What you are asked to do => Please give every row below again, swapping each "bounding box" for "enclosing rectangle" and keeping everything else the same. Leave the pictures out.

Provided data =>
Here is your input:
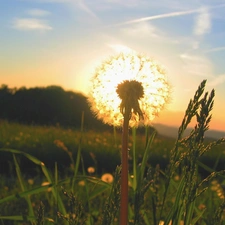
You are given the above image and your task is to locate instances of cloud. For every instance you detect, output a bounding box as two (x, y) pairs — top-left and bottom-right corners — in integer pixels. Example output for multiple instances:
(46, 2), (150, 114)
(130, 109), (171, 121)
(208, 74), (225, 87)
(121, 22), (163, 38)
(204, 46), (225, 53)
(13, 18), (52, 31)
(116, 9), (199, 25)
(27, 9), (50, 17)
(194, 7), (211, 36)
(107, 44), (134, 53)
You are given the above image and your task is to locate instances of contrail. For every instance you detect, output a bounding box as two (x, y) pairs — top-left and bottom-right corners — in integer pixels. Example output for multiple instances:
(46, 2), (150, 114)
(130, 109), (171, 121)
(114, 4), (225, 26)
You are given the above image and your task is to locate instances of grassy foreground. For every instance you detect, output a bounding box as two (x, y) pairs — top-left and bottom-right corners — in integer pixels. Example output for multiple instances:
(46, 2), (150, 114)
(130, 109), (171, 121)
(0, 82), (225, 225)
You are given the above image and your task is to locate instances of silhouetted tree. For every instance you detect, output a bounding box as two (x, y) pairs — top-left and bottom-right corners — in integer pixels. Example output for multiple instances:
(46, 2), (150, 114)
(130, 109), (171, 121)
(0, 85), (109, 129)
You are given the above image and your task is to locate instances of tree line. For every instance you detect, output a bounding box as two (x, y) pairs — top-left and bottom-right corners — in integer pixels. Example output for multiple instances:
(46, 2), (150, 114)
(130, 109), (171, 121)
(0, 85), (109, 129)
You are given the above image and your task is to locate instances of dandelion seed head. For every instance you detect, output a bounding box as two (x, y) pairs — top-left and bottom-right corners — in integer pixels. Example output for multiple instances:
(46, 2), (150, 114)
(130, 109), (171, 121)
(101, 173), (114, 183)
(88, 52), (170, 127)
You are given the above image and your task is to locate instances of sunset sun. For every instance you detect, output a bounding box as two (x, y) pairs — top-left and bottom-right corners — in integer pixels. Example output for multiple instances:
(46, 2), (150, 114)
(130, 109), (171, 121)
(88, 52), (170, 127)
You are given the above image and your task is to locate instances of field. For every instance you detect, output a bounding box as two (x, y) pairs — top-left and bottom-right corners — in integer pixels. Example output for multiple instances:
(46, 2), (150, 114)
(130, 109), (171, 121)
(0, 118), (225, 224)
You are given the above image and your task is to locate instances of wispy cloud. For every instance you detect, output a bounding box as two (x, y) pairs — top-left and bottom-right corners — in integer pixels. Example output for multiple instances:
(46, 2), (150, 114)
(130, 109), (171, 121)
(194, 7), (211, 36)
(121, 22), (163, 38)
(27, 9), (50, 17)
(112, 4), (225, 26)
(116, 9), (200, 25)
(208, 74), (225, 87)
(204, 46), (225, 53)
(107, 44), (134, 53)
(13, 18), (52, 31)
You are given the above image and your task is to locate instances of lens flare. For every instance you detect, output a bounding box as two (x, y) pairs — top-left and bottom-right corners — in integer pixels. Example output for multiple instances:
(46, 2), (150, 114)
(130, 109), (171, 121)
(88, 52), (170, 127)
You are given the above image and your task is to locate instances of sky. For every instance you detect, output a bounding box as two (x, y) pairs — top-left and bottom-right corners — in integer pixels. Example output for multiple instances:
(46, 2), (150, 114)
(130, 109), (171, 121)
(0, 0), (225, 131)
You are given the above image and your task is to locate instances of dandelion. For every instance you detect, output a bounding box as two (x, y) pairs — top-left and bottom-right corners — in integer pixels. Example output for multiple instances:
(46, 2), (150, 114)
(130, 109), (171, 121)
(88, 53), (170, 225)
(101, 173), (114, 183)
(78, 180), (85, 187)
(87, 167), (95, 174)
(88, 53), (170, 127)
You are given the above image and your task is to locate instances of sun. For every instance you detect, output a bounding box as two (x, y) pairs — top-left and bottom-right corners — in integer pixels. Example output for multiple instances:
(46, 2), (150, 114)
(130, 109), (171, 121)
(88, 52), (170, 127)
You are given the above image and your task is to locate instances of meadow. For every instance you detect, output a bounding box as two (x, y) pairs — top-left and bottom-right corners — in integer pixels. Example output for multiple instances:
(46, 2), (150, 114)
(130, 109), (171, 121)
(0, 81), (225, 225)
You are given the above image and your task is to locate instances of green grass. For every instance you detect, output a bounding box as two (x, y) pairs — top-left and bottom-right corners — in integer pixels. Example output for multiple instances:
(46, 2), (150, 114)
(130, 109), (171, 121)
(0, 81), (225, 225)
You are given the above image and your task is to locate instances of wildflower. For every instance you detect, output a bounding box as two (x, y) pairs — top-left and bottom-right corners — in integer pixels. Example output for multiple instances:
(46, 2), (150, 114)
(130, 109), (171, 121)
(27, 179), (34, 185)
(88, 53), (170, 127)
(41, 181), (52, 192)
(101, 173), (114, 183)
(78, 180), (85, 186)
(87, 167), (95, 174)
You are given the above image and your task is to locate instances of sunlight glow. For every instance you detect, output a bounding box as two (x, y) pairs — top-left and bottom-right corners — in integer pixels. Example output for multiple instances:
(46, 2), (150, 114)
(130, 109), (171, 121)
(88, 52), (170, 127)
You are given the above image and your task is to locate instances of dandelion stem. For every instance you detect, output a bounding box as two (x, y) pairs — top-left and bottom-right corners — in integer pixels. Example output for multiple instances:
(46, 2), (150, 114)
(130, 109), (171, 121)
(120, 107), (130, 225)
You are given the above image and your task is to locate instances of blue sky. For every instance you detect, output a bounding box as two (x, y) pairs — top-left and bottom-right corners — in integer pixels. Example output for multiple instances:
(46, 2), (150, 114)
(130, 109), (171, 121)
(0, 0), (225, 130)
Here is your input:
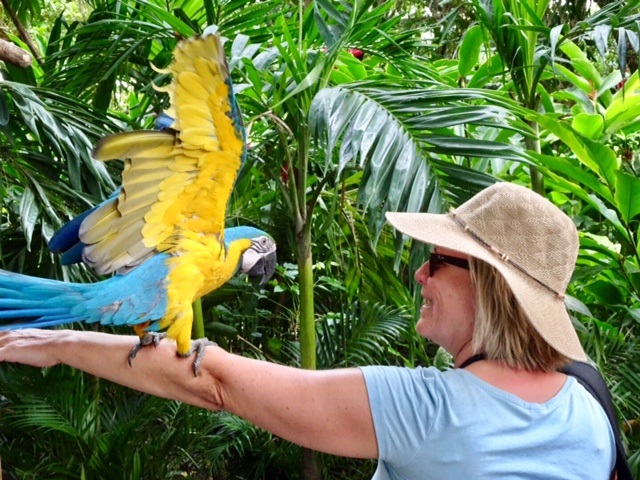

Written response =>
Here is your input:
You are given the above image and your task is to locate instances of cloud. For every instance you detect, output a enclosing rectangle as two (x, y) pairs — top-left and bottom-right corners — in integer pixels. Example output for multiple instances:
(46, 2), (150, 114)
(130, 109), (171, 121)
(208, 74), (225, 87)
(121, 22), (163, 38)
(204, 46), (225, 53)
(13, 18), (52, 31)
(116, 9), (199, 25)
(27, 9), (50, 17)
(194, 7), (211, 36)
(107, 44), (134, 53)
You are given the above image and your task is to locate instances of contrail. For every instance you detect, output a enclosing rectangle as two (x, y) pairs — top-left and bottom-right corners — in integer pixels. Example output for multiple instances:
(46, 2), (150, 114)
(130, 109), (171, 121)
(114, 4), (225, 26)
You are given the above image and your task is to locate instances of grassy foreground. For every instance you detect, output a enclosing rectangle as two (x, y) pairs — top-left and bottom-right corners — in integer pixels. Example output for multiple instances:
(46, 2), (150, 114)
(130, 109), (171, 121)
(0, 82), (225, 225)
You are given the above image and your task is to locate instances of silhouetted tree. For every instance you detect, output a enclosing rectangle as two (x, y) pairs — top-left and bottom-right corners — in integer pixels. Example output for multiple instances:
(46, 2), (150, 114)
(130, 109), (171, 121)
(0, 85), (109, 129)
You are given the above image and your task is to locate instances of tree line. For every instance you detect, output a enclosing rectangle as two (x, y) pairs — top-left and bottom-right corners — in integer pixels. Example output for multiple instances:
(46, 2), (150, 114)
(130, 109), (171, 121)
(0, 85), (109, 129)
You are given the above image and your task is to locate instances of dandelion seed head. For every instance you detect, output a enclosing rectangle as two (x, y) pairs — top-left and bottom-right corners — in integer pixels. Example output for multiple instances:
(46, 2), (150, 114)
(130, 109), (171, 121)
(101, 173), (114, 183)
(88, 52), (170, 127)
You are given the above image and your task is to locate instances of sunset sun. For every instance you detect, output a enclosing rectangle as two (x, y) pairs — top-left and bottom-right corners — in integer pixels. Example output for multiple instances:
(46, 2), (150, 114)
(130, 109), (171, 121)
(88, 52), (170, 127)
You are given the above image and your task is to locate instances of field. For every instance you detect, output a enclosing rectangle as two (x, y) pairs — top-left and bottom-right corners — in integer pixels. Example output for multiple instances:
(46, 2), (150, 114)
(130, 109), (171, 121)
(0, 118), (225, 224)
You are given the above image and your task is to locate instances of wispy cloud. For every instance you detect, output a enclosing rectangle as two (x, y) pairs — top-left and bottom-right corners — in integer pixels. Example output for multiple instances:
(46, 2), (150, 114)
(130, 109), (171, 121)
(194, 7), (211, 36)
(121, 22), (163, 38)
(27, 9), (50, 17)
(112, 4), (225, 26)
(116, 9), (200, 25)
(208, 74), (225, 87)
(204, 46), (225, 53)
(107, 44), (134, 53)
(13, 18), (52, 31)
You are given the above image and your task is to locate instances of lens flare. For every instance you detect, output a enclosing rectangle as two (x, y) pairs — top-left and bottom-right corners — in integer pixels. Example output for multiple instances:
(46, 2), (150, 114)
(130, 109), (171, 121)
(88, 52), (170, 127)
You are given the above image and your task is to locate instances of sky. For every instance you detect, output a enclosing rectangle as two (x, y) pairs — top-left and bottom-right corners — in integer pixels. Example output for multiple instances:
(46, 2), (150, 114)
(130, 109), (171, 121)
(0, 0), (225, 131)
You are given the above image and your task is to locate instances of dandelion. For every instance you detect, output a enclosing rectangle as two (x, y) pairs — top-left and bottom-right corners — in integer pixels. Example output for multiple instances:
(46, 2), (150, 114)
(130, 109), (171, 121)
(88, 53), (170, 225)
(101, 173), (114, 183)
(78, 180), (85, 187)
(87, 167), (95, 174)
(88, 53), (170, 127)
You are given the above image and your task is to locate instances of sun. For every instance you detect, output a enclosing rectangle as two (x, y) pairs — top-left and bottom-right corners — in integer pixels. Example output for multiple instances:
(46, 2), (150, 114)
(130, 109), (171, 121)
(88, 52), (170, 127)
You are given the above image and your task is to locate instances of meadow. For every instance you detect, output a enclosing rectangle as two (x, y) pairs — top-left and bottom-right corners — in integer pixels. Example output for multiple instances:
(46, 2), (150, 114)
(130, 109), (171, 121)
(0, 81), (225, 225)
You are given the above image and your task is to locate instances of green grass. For every instance you detect, output a enclosing rectangle as two (x, y) pairs — top-left and bottom-right corners — in integer pixels. Example output for multiple instances:
(46, 2), (150, 114)
(130, 109), (171, 121)
(0, 81), (225, 225)
You are given the above image and your task is to locate instances of wildflower. For every instance you detect, output a enclosing rectangle as two (x, y) pairs — top-left and bottom-right corners — in integer pixels. Example output for multiple instances:
(46, 2), (150, 114)
(130, 109), (171, 121)
(27, 179), (34, 185)
(88, 53), (170, 127)
(41, 181), (52, 192)
(101, 173), (114, 183)
(78, 180), (85, 186)
(87, 167), (95, 174)
You are given the above image and your task is to locate instances of sunlight glow. For every instance you detect, output a enclosing rectangle as two (x, y) pairs — top-left and bottom-right corners — in integer pixels. Example output for multiple instances:
(46, 2), (150, 114)
(130, 109), (171, 121)
(88, 52), (170, 127)
You are given the above image and your task is to locate instances of dandelion stem. For every instance you detect, output a enclosing rectangle as two (x, y) pairs — top-left and bottom-right corners — in integer pixels. Example output for multiple instances:
(46, 2), (150, 114)
(130, 109), (171, 121)
(120, 107), (130, 225)
You are given the above image and your task is to locate instances of blue sky. For every instance you detect, output a enclosing rectangle as two (x, y) pairs — top-left and bottom-right corners — in integer pixels. Example output for multiple instances:
(46, 2), (150, 114)
(130, 109), (171, 121)
(0, 0), (225, 130)
Here is your input:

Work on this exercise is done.